= CHALLENGE A =
In the records below, pick out every line that contains the string "cloudy" and copy those lines, matching case exactly.

We had the map our hotel in Reykjavík had supplied, which was a good thing, as no one was in sight to ask for directions. Videy Island consists of two parts: Heimaey, the main area (last inhabited in the 1950’s) and Vesturey, the site of Afangar, across an isthmus that gives onto a low, undulating plateau only 16 feet above the sea. Walking over the isthmus and up a grade, we spotted the first stone column, which, from a distance away, appeared to be about the size of a human being. We rose toward it on a narrow gravel path, then cut across the grass for a closer look. It loomed 13 feet high. Then we saw the next pair of columns in the distance. Suddenly, the landscape and the horizon seemed to expand. Sea and sky became an overwhelming presence.

Bera Nordal, director of the National Gallery of Iceland and the Reykjavík Sculpture Union, invited Serra to create a piece for Iceland in 1988. The commission was to be either for the museum or for a public space in the city. But when Serra traveled to Iceland, he was struck by the landscape’s "stark, immense vastness," and asked if he could produce a sitespecific installation instead. Learning that Videy Island was a national preserve, he proposed it as the site. Work began in 1989.

Afangar consists of nine pairs of basalt columns, igneous rock formed by pressure, the heating and cooling of Iceland’s lava flows, and the shifting of tectonic plates. (The stones were quarried and trimmed on the mainland near Reykjavík.) At times, when close together, the columns seem like couples. All together, they form a loose ring on the island’s periphery. Although the topography of Videy varies, Serra chose to make the stones—they’re all either nine or 13 feet tall—rise to a uniform elevation; their placement seems both random and calculated: like pushpins on a map, they mark out a rhythmic sequence.

Mask labeling examples:
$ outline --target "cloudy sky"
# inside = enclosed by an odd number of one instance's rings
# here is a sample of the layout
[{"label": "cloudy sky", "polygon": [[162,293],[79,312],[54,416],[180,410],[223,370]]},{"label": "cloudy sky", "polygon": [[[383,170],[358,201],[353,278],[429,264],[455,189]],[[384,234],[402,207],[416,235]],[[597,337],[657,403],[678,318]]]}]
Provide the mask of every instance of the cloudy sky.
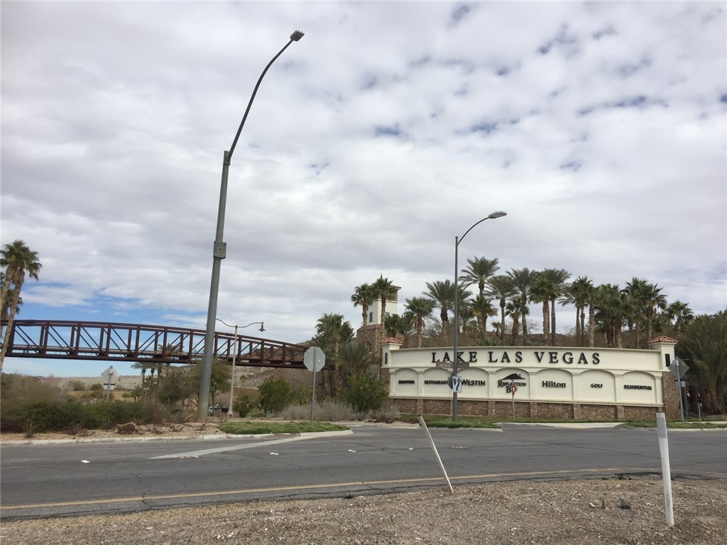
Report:
[{"label": "cloudy sky", "polygon": [[356,328],[382,274],[403,311],[495,210],[460,264],[727,307],[723,1],[6,1],[1,25],[1,243],[43,264],[19,318],[204,328],[222,154],[296,29],[232,158],[225,321]]}]

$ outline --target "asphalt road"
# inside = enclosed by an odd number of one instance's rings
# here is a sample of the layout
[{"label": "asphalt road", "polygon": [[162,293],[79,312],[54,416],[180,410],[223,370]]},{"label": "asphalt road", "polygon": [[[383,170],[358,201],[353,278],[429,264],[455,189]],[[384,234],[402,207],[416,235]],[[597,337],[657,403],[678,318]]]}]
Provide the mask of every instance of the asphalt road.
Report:
[{"label": "asphalt road", "polygon": [[[0,447],[0,517],[116,512],[446,486],[423,429]],[[453,485],[661,473],[656,429],[430,430]],[[727,433],[669,433],[672,475],[727,478]],[[503,485],[506,485],[504,484]]]}]

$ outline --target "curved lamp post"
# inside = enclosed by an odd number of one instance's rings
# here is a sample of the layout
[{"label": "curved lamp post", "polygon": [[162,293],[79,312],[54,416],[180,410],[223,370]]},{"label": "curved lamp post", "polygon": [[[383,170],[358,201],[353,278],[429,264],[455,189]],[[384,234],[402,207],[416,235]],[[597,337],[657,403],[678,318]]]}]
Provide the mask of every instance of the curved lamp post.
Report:
[{"label": "curved lamp post", "polygon": [[236,323],[234,326],[230,326],[229,323],[225,322],[224,320],[220,320],[220,318],[215,318],[215,320],[221,323],[224,323],[228,328],[235,328],[235,341],[234,341],[234,355],[232,357],[232,378],[230,382],[230,406],[228,408],[228,418],[232,416],[232,402],[233,396],[235,395],[235,364],[237,363],[237,357],[240,353],[240,348],[237,345],[237,330],[244,329],[245,328],[249,328],[255,323],[260,324],[260,331],[265,331],[265,324],[262,322],[251,322],[246,326],[238,326]]},{"label": "curved lamp post", "polygon": [[220,269],[222,266],[222,261],[227,254],[227,243],[222,242],[222,237],[225,231],[225,206],[227,202],[227,185],[228,172],[230,169],[230,161],[232,159],[232,154],[235,152],[235,147],[237,141],[240,138],[240,133],[242,132],[242,127],[247,120],[247,114],[250,111],[252,101],[255,99],[257,93],[257,88],[260,86],[260,82],[263,76],[268,72],[268,69],[275,62],[276,60],[280,57],[283,52],[288,49],[288,46],[294,41],[297,41],[303,37],[303,33],[296,31],[290,35],[290,40],[285,47],[281,49],[278,54],[273,57],[273,60],[268,63],[265,69],[262,70],[260,77],[255,84],[255,89],[250,97],[250,101],[247,104],[247,109],[245,110],[245,115],[242,117],[240,123],[240,128],[237,129],[235,140],[233,140],[232,145],[228,151],[225,152],[222,158],[222,179],[220,187],[220,208],[217,209],[217,228],[214,235],[214,243],[212,247],[212,280],[209,287],[209,306],[207,309],[207,328],[204,336],[204,352],[202,358],[201,378],[199,381],[199,403],[197,405],[197,419],[204,420],[207,418],[207,409],[209,405],[209,379],[212,371],[212,352],[214,350],[214,320],[217,314],[217,293],[220,291]]},{"label": "curved lamp post", "polygon": [[[457,350],[459,347],[457,346],[457,334],[459,332],[459,264],[457,263],[458,251],[459,249],[459,243],[464,240],[467,234],[471,231],[475,227],[479,225],[486,219],[497,219],[499,217],[502,217],[503,216],[507,216],[507,212],[497,211],[492,212],[487,217],[482,218],[480,221],[473,225],[471,227],[467,229],[465,234],[461,237],[454,237],[454,363],[452,364],[452,374],[457,376],[457,363],[459,360],[459,355],[457,353]],[[457,420],[457,390],[452,389],[452,420]]]}]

= CHALLENGE B =
Continue the text about Serra's Afangar on Videy Island, starting right after its final sentence.

= FINAL RESULT A =
$ outline --target "cloudy sky"
[{"label": "cloudy sky", "polygon": [[162,293],[79,312],[54,416],[180,410],[223,370]]},{"label": "cloudy sky", "polygon": [[[383,170],[358,201],[353,278],[429,264],[455,189]],[[384,234],[402,207],[416,235]],[[597,337],[657,403],[678,318]]]}]
Provide the mask of every instance of the cloudy sky.
[{"label": "cloudy sky", "polygon": [[356,328],[382,274],[403,311],[495,210],[460,264],[727,307],[723,1],[6,1],[1,25],[1,243],[43,264],[19,318],[204,328],[222,154],[296,29],[232,158],[225,321]]}]

= FINAL RESULT B =
The name Afangar refers to a number of things: "destinations"; "stops on the road"; and "to stop and look: forward and back." As we continued to walk, the title more and more defined the piece for us. Thoughts of CorTen steel, lead, and rubber—materials that give identity to many of Serra’s other works—soon faded.

Each pair of stones frames the island landscape differently. From any given vantage point, the spectator variously takes in one or two sets, sometimes three. At only one stop on the island does one see all nine pairs. Whether taken individually or in groups, the stones are also portals framing the monumental mountains of the surrounding islands, the cityscape, the working harbor, and the open sea. At other times, the stones draw one’s focus back to the island itself.

Here, where Serra has further abstracted an already unearthly landscape, I had the bewildering experience of losing all sense of scale. The height of the columns is difficult to judge. There is no other frame of reference, not even a tree. The terrain is no less disorienting. Tall, dusky grass is laid flat in swaths by the winds off the sea. Clouds move fast, playing with the constantly changing light. Seabirds appear and disappear, lightly touching down and taking off from the grass.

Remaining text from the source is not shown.